We have 4 agents with RabbitMQ sources, and we are seeing heartbeat lost
errors in Flume logs occasionally when there is a load on the RMQ queues.
Now, we think this is probably because RMQ is under load and not responding
to Flume fast enough; however, is there any way we can handle this from
Flume end, by increasing the heartbeat timeout setting?
This happens only when there is a load in RMQ, and RMQ seems to stabilize
after some time; if we kill the Flume agent and restart, it works fine and
consumes the messages.
Any inputs on handling such scenario? Also, the Flume agent continues to
run despite this error, but doesn't consume any more messages. Is there a
way to have Flume abort when this happens?
Thank you for any help with this. The error from the logs is as below.
Suresh.
Exception in thread "RabbitMQ Consumer #0"
com.rabbitmq.client.ShutdownSignalException: connection error
at
com.rabbitmq.client.QueueingConsumer.handle(QueueingConsumer.java:198)
at
com.rabbitmq.client.QueueingConsumer.nextDelivery(QueueingConsumer.java:215)
at com.aweber.flume.source.rabbitmq.Consumer.run(Consumer.java:164)
at java.lang.Thread.run(Thread.java:745)
Caused by: com.rabbitmq.client.MissedHeartbeatException: Heartbeat missing
with heartbeat = 60 seconds
at
com.rabbitmq.client.impl.AMQConnection.handleSocketTimeout(AMQConnection.java:597)
at
com.rabbitmq.client.impl.AMQConnection.access$600(AMQConnection.java:65)
at
com.rabbitmq.client.impl.AMQConnection$MainLoop.run(AMQConnection.java:560)
... 1 more

## [Listed records]

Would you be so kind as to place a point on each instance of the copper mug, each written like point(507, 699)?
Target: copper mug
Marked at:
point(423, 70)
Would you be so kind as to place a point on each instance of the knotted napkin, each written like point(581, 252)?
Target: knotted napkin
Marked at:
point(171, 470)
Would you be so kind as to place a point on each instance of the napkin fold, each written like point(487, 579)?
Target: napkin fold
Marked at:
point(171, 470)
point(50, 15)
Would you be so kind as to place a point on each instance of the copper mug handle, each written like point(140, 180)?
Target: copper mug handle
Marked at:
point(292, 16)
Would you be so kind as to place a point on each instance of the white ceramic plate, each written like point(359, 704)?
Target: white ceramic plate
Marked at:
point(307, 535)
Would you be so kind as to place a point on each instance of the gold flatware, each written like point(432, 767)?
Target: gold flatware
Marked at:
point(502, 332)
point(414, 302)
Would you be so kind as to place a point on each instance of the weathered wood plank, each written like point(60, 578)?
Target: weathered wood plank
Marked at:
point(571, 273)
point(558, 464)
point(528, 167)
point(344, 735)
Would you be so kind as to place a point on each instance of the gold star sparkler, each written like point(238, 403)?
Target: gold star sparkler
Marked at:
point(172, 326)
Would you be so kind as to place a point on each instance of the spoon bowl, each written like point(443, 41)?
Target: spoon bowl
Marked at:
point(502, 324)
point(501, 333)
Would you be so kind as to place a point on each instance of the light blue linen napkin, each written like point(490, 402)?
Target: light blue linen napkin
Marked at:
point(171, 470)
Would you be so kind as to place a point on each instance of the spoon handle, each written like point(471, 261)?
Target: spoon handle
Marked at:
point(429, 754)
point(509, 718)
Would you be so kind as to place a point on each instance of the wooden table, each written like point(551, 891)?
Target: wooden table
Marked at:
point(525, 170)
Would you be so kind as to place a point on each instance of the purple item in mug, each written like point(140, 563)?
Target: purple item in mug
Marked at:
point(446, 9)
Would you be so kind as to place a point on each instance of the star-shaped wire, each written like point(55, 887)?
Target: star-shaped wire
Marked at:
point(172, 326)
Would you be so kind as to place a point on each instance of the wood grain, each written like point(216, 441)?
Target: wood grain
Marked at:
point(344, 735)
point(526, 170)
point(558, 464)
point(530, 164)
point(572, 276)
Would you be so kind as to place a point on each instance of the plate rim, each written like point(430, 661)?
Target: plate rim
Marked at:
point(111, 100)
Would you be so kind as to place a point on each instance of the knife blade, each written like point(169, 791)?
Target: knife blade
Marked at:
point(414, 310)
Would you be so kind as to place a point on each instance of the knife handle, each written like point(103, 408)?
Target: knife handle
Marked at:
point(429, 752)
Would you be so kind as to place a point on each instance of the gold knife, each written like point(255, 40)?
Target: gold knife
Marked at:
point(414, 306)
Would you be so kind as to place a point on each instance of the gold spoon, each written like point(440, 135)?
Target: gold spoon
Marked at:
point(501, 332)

* * *

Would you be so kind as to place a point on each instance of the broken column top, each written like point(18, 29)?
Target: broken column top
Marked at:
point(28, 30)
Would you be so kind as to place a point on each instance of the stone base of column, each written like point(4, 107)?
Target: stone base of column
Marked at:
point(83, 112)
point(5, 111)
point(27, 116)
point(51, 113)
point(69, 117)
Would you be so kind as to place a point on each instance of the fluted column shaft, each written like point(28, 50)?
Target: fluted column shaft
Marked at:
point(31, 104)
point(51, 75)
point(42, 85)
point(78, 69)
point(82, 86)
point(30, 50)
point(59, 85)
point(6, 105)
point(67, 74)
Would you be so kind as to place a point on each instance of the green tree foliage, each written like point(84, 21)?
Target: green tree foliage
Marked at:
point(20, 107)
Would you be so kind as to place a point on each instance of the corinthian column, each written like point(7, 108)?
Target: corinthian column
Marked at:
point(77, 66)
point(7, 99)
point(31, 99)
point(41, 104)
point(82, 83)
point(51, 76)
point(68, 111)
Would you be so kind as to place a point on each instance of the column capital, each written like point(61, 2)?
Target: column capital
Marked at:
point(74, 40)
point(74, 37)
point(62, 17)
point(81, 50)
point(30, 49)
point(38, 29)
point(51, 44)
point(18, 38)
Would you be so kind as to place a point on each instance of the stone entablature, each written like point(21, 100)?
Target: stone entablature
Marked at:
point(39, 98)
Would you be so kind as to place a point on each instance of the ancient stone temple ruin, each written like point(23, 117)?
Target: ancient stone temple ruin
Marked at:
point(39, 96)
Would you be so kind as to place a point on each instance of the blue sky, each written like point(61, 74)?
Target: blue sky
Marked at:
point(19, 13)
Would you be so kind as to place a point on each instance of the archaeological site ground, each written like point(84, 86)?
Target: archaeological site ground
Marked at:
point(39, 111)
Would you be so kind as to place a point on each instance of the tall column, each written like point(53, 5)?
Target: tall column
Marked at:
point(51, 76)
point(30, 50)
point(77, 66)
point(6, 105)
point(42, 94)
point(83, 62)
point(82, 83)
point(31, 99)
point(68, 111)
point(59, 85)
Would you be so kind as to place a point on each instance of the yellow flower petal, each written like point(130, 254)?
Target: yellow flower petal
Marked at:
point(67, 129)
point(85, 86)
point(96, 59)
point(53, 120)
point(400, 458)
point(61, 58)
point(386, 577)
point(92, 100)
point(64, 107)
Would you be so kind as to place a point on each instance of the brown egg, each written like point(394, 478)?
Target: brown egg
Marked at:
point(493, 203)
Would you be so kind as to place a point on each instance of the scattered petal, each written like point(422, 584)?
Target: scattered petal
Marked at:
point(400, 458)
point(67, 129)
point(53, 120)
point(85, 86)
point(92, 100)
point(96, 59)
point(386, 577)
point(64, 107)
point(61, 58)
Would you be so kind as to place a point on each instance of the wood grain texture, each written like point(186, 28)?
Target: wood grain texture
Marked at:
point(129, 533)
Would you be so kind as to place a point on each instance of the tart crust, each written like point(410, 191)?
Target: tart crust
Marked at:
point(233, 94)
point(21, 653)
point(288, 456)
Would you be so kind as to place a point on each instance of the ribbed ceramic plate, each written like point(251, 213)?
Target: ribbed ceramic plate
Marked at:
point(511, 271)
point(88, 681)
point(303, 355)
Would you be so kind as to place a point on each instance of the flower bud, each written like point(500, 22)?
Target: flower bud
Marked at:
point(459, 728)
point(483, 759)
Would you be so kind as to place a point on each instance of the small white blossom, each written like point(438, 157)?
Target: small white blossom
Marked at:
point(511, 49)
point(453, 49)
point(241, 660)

## [What to produce]
Take everything from "Now, we think" down to "is as below." in the Flume post and write it out again, renaming "RMQ" to "RabbitMQ" wherever it occurs. Work only from the Flume post when answering.

## [Reply to the task]
Now, we think this is probably because RabbitMQ is under load and not responding
to Flume fast enough; however, is there any way we can handle this from
Flume end, by increasing the heartbeat timeout setting?
This happens only when there is a load in RabbitMQ, and RabbitMQ seems to stabilize
after some time; if we kill the Flume agent and restart, it works fine and
consumes the messages.
Any inputs on handling such scenario? Also, the Flume agent continues to
run despite this error, but doesn't consume any more messages. Is there a
way to have Flume abort when this happens?
Thank you for any help with this. The error from the logs is as below.